Collected data
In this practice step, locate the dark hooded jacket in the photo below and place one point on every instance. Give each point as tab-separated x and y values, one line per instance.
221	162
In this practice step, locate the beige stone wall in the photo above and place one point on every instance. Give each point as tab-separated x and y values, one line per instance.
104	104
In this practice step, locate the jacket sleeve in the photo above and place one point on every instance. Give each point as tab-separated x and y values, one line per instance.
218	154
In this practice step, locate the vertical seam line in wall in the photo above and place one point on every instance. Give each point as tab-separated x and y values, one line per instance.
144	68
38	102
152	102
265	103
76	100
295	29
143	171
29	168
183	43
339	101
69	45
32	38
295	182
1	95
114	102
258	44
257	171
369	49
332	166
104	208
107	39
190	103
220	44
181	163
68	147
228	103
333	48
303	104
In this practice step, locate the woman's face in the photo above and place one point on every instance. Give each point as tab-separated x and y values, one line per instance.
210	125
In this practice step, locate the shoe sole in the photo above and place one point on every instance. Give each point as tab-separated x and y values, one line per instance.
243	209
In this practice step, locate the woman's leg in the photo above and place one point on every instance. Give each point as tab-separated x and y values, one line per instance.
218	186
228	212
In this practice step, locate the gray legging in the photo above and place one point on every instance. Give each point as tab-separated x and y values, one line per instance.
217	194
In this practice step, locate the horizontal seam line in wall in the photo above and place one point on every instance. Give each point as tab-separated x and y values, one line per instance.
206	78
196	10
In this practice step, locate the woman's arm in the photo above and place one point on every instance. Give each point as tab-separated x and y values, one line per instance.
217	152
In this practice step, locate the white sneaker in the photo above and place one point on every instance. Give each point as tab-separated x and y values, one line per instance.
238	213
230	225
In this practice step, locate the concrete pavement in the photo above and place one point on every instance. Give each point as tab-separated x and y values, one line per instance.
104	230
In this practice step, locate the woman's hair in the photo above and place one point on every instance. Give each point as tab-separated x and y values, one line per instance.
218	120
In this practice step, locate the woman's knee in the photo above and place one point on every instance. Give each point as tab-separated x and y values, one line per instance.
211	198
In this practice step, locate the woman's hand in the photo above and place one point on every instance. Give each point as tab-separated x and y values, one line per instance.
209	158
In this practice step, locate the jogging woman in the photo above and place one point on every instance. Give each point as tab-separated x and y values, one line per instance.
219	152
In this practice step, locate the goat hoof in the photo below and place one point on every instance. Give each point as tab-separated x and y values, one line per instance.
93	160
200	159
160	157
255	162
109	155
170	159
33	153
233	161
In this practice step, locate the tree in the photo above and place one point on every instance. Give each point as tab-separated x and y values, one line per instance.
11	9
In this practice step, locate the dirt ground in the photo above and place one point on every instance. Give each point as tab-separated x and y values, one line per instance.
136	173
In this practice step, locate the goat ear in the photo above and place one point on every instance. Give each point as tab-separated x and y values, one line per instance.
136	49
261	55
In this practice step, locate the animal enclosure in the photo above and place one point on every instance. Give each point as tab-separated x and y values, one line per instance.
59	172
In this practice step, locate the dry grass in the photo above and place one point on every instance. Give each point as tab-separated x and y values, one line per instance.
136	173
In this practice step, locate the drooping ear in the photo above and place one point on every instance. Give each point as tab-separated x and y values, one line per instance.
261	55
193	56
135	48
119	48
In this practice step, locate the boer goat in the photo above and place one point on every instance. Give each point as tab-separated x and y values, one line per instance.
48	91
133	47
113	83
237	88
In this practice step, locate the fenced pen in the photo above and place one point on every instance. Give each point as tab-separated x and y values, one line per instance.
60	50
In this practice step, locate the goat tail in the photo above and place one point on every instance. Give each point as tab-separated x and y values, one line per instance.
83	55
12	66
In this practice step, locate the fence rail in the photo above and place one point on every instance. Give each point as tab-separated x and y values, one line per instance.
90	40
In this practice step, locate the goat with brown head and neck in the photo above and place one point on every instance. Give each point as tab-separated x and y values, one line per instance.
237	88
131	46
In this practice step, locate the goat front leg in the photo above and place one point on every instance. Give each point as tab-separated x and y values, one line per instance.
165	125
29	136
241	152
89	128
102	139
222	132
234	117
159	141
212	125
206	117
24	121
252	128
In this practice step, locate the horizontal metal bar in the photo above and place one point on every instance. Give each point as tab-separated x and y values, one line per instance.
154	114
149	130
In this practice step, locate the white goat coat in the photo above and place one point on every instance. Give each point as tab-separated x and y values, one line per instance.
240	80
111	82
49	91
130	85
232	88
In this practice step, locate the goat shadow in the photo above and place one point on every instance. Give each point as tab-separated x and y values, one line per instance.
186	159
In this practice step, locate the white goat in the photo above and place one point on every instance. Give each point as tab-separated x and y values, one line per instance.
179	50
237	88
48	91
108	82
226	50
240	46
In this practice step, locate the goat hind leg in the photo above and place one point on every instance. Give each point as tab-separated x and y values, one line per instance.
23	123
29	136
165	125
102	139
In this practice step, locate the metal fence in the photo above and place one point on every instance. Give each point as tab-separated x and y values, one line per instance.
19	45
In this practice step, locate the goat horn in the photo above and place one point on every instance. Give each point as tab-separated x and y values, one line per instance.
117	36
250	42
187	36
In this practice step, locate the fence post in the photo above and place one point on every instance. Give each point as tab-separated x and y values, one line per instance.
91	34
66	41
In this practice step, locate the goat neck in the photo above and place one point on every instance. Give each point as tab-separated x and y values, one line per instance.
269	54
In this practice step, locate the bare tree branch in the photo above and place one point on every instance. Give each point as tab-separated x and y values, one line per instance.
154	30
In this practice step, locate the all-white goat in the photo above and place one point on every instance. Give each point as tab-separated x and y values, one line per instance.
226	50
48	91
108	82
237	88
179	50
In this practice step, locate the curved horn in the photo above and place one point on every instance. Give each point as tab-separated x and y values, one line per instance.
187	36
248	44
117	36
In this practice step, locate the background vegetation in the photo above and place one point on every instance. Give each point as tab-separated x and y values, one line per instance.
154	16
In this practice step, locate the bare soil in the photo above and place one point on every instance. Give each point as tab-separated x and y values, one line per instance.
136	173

...

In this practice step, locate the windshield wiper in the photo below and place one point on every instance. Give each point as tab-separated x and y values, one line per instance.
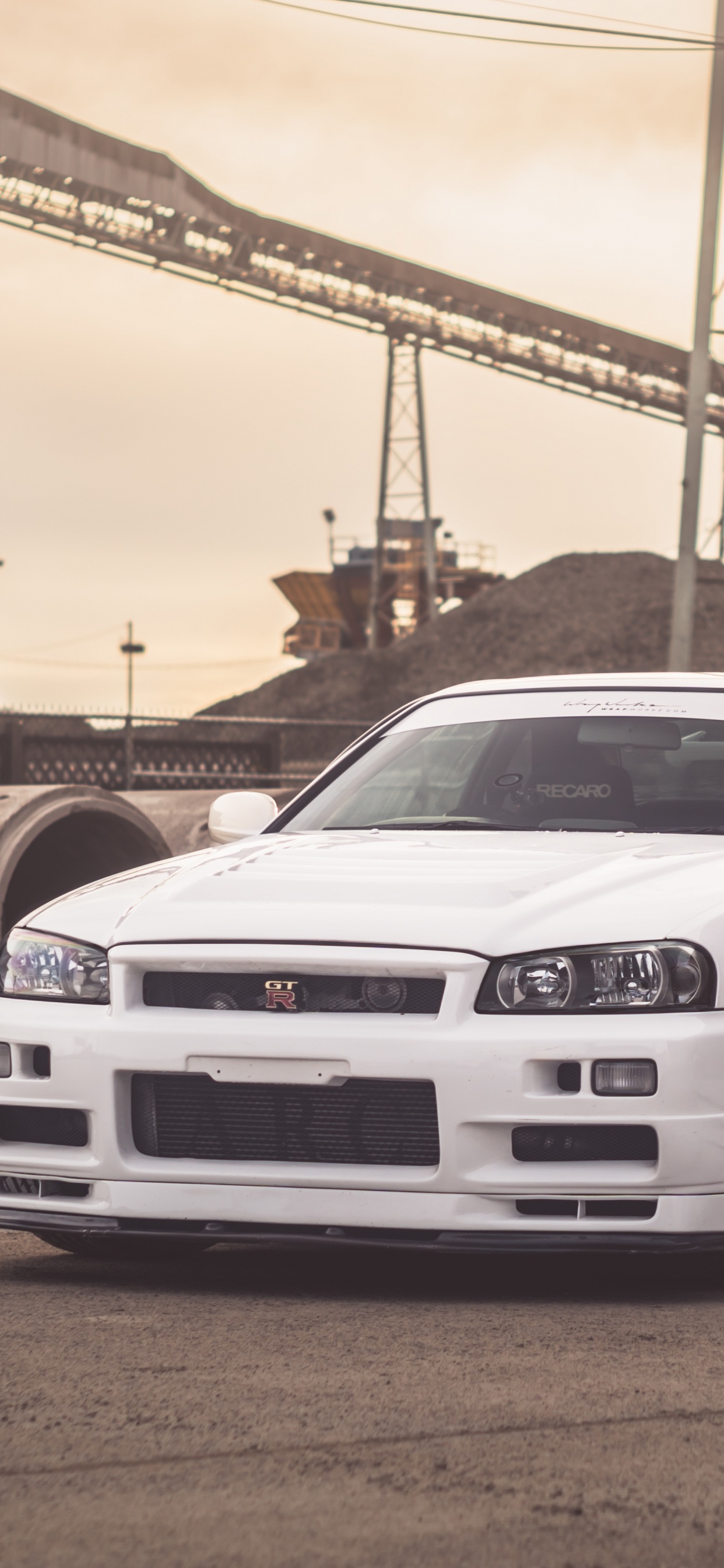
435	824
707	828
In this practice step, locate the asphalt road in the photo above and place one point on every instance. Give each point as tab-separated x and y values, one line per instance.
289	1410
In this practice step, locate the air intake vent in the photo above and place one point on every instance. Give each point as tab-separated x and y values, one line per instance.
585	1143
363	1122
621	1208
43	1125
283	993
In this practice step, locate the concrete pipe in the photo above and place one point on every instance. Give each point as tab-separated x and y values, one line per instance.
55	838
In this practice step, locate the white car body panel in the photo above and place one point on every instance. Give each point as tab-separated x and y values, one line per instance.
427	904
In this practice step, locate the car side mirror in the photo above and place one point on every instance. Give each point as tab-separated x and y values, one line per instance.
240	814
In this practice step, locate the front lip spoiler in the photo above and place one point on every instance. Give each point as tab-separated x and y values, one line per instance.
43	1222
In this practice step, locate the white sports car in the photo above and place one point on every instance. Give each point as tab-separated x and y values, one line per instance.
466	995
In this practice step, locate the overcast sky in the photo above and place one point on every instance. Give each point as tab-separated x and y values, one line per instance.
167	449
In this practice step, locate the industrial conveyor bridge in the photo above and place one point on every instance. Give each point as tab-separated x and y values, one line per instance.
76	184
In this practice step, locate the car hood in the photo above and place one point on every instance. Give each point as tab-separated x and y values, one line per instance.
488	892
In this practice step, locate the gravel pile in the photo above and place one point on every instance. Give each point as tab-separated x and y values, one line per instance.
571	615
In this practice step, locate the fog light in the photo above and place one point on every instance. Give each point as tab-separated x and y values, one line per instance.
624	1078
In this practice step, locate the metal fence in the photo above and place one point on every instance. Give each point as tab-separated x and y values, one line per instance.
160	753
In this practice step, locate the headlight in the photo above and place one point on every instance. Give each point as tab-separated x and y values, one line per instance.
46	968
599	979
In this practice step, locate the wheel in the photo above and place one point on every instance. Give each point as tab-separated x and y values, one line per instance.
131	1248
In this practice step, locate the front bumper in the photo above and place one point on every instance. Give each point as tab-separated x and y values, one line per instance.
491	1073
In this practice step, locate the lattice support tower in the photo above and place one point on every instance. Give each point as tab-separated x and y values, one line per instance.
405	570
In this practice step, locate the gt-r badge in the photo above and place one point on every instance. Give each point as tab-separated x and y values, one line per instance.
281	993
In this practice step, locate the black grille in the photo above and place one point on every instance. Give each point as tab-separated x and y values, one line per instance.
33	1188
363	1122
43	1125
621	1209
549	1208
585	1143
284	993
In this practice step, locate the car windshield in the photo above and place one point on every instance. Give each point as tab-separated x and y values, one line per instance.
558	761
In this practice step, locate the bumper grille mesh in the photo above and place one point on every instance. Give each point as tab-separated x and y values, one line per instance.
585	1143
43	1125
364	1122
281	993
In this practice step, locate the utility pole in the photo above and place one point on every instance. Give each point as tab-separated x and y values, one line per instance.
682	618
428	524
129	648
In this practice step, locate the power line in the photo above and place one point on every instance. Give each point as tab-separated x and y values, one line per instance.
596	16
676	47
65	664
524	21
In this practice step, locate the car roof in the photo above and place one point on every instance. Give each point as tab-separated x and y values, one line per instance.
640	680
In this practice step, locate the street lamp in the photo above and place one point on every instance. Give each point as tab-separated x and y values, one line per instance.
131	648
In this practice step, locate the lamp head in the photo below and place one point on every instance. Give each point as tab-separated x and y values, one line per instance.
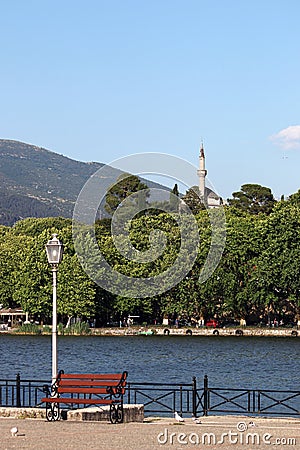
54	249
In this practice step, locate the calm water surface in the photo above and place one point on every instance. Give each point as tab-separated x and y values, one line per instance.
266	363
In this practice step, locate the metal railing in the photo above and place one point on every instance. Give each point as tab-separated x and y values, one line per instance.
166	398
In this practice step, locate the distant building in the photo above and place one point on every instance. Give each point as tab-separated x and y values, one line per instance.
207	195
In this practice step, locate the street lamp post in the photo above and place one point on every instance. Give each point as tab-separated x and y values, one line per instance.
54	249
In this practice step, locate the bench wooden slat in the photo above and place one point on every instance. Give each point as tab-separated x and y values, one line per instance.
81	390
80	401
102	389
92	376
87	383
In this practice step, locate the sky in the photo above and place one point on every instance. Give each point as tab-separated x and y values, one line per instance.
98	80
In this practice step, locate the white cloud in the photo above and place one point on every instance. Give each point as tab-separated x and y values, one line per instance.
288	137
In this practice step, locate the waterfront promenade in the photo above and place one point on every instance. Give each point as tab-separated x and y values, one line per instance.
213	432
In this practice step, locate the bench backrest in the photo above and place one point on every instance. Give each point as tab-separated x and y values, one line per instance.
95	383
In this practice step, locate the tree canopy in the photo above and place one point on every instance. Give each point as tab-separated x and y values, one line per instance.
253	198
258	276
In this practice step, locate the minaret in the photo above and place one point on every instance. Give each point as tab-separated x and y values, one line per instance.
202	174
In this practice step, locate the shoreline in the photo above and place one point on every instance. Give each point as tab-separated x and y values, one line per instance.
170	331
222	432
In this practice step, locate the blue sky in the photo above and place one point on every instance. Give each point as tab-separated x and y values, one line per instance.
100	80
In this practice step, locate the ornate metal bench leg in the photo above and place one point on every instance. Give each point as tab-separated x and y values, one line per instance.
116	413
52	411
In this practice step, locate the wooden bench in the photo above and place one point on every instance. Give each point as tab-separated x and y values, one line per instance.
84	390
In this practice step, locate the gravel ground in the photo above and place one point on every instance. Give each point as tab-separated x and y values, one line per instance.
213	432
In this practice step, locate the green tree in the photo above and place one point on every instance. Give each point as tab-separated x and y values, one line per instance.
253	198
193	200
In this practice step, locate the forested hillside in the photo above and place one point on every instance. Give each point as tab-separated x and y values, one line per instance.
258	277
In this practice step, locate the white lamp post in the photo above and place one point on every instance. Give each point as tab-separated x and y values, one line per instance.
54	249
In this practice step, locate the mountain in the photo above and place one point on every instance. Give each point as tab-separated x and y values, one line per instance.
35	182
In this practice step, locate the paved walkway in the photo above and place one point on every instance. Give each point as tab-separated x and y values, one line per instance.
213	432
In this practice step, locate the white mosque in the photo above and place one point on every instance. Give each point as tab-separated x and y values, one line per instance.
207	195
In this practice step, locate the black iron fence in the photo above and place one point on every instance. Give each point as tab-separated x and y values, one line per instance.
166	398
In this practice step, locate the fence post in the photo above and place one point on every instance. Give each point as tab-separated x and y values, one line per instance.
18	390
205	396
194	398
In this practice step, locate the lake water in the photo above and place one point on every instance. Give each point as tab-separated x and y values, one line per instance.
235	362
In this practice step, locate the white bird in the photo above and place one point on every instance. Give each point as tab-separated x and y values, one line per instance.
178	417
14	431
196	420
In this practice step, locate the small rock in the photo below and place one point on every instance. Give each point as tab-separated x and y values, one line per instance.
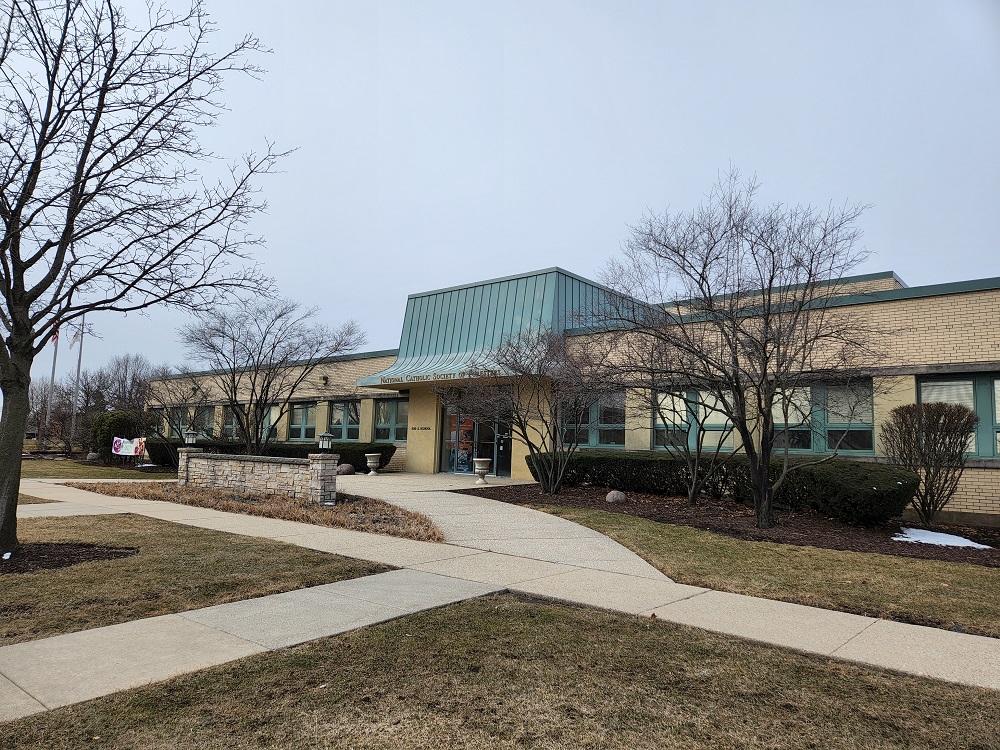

### GOAL
Pick out each line in the listing above that contains the word "asphalt" and copy it.

### REPLY TO THE EXERCISE
In this practice step, locate the asphalt road in the photo above and place one point on every instance. Give each point as tab-separated x and y values, one line per instance.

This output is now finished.